Excerpt to read ->

The use of microarrays to monitor the transcription of thousands of genes under multiple conditions or in multiple cell lines is generating a massive and growing amount of valuable data. But there is a pressing need for more and better analysis tools. Two recent papers report new approaches and show how different methods of data mining can yield new information. Both papers use gene expression data related to cancer biology.

One way of analysing microarray data is to look for groups of genes whose expression patterns are similar across many experiments. The co-regulated genes within such clusters are often found to have related functions. Getz et al. started with the idea that some gene clusters might be masked by transcriptional 'noise' from genes outside the cluster, or if the genes are co-regulated in only a subset of the experiments. So the authors developed an algorithm called coupled two-way clustering that breaks down the total dataset into subsets of genes and samples that can reveal significant clusters.

Two previously published datasets were used by Getz et al. The first comprised 72 samples of two types of acute leukaemia — acute lymphoblastic leukaemia (ALL) and acute myeloid leukaemia (AML). After applying their analysis, they identified 84 clusters. One of the clusters (comprising 60 genes) separated the samples into AML and ALL. Another cluster (of 28 genes) split the AML patients into those who had received treatment and those who had not. The second dataset used by Getz et al. comprised 40 colon cancer samples and 22 controls. Their analysis was able to split the group into the normal and diseased samples using one of the clusters of genes, and another cluster partitioned the samples according to a difference in the methodology used for RNA preparation. Overall, the method does generate meaningful clusters that are not detected when the whole dataset is analysed. The task is now to examine the unexplained clusters to look for biological significance.

Task to complete -> Resume the passage on mining microarray data after its last sentence, continuing in the same style.

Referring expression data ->
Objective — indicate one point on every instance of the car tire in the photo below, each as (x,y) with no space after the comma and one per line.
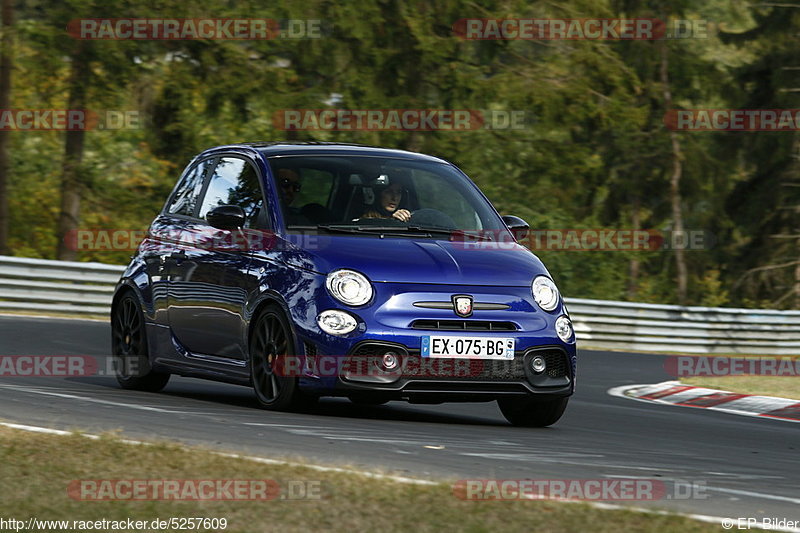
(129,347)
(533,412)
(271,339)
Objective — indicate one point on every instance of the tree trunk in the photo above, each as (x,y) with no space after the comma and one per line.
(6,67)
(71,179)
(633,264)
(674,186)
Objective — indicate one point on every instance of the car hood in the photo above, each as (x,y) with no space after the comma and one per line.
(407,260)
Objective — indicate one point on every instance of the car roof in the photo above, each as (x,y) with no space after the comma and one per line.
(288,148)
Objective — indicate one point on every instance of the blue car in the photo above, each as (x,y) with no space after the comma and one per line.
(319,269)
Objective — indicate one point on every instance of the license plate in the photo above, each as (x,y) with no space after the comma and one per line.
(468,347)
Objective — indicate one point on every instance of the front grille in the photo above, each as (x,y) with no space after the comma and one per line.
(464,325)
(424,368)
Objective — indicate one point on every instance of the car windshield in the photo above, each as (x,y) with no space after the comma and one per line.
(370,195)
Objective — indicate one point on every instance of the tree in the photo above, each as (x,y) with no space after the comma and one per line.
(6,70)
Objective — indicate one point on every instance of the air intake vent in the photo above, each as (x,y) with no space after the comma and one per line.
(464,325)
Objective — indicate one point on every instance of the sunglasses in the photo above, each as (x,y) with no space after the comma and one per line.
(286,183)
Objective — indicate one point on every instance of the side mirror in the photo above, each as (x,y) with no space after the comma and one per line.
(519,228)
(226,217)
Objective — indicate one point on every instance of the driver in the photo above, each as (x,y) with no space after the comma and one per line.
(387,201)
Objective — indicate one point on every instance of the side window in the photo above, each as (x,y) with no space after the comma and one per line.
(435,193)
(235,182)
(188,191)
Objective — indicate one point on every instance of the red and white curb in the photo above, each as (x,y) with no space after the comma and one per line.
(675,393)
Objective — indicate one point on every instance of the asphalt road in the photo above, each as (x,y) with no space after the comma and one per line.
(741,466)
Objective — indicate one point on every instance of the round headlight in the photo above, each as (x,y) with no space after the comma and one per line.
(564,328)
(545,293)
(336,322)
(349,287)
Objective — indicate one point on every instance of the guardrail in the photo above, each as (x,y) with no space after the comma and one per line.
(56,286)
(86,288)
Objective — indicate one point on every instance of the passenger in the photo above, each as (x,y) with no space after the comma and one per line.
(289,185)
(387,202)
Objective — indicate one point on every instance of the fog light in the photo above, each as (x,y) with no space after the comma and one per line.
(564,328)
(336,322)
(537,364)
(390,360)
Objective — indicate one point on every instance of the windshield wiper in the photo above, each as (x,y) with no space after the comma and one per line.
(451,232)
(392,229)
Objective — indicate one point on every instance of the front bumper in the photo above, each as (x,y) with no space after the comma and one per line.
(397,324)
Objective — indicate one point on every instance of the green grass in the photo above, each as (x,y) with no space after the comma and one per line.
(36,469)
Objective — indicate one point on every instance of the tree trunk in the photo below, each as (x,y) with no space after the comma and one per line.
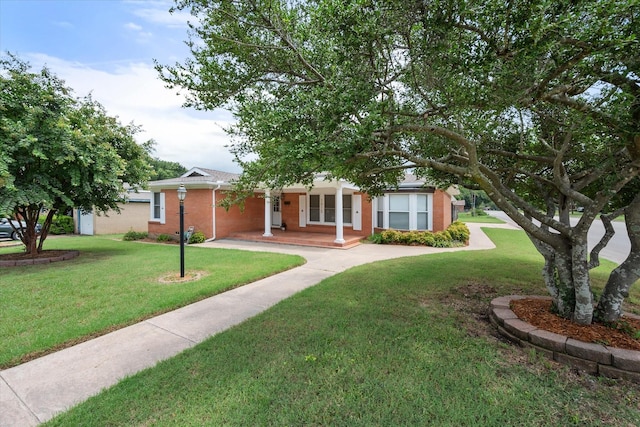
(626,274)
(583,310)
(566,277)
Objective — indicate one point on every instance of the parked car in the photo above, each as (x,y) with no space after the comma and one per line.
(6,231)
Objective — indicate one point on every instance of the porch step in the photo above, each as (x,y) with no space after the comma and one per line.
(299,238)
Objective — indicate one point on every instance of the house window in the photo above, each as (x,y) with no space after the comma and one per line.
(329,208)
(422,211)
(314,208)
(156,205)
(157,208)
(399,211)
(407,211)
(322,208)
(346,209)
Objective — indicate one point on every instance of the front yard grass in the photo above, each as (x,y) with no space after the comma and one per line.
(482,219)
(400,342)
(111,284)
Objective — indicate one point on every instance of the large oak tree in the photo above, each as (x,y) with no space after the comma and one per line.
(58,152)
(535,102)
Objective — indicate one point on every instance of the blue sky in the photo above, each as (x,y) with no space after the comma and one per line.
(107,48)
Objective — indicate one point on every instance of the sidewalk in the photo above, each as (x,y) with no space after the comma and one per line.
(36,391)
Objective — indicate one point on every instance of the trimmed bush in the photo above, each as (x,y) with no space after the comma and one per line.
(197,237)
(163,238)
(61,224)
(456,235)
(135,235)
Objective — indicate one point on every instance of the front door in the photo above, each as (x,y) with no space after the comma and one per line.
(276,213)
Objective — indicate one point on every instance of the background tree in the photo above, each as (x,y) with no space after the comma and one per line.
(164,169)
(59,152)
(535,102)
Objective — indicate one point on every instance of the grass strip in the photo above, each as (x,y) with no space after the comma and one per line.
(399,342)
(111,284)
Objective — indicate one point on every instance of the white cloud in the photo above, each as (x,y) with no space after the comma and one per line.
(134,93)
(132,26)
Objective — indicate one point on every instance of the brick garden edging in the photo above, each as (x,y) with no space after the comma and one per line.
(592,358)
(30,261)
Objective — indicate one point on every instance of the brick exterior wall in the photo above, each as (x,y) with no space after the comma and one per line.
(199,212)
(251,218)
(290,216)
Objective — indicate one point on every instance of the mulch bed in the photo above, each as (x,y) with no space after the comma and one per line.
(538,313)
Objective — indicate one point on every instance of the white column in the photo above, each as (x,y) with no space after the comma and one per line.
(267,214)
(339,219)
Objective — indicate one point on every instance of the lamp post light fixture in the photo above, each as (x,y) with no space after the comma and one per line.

Response to this task ->
Butte et al. used an entirely different approach to mine data from two different datasets. The data concerned 60 cell lines established by the National Cancer Institute and used since 1989 to screen anticancer agents. The first dataset comprised the transcript levels for several thousand genes in each cell line. The second dataset comprised the GI50 (the level of anticancer agent required to achieve 50% growth inhibition) for several thousand agents on each cell line. The aim was to look for significant correlation between every possible pair of agents and genes. Correlations were summarized diagrammatically in networks and 202 such networks were found. Many expected associations were found between structurally related anticancer agents, and networks were also identified that linked genes of related function. Only one association was found between an agent and a gene — the GI50 for a thiazolidine carboxylic acid derivative increased with the expression of the gene LCP1 , which encodes an actin-binding protein. Once again, the networks need to be analysed further to uncover the biological meaning. Among the advantages of this method are that individual genes or agents can be linked more than once, and that negative correlations can be found just as easily as positive correlations.

These two papers expand the range of tools for analysis of transcript profile data, and expose further seams for would be data-miners.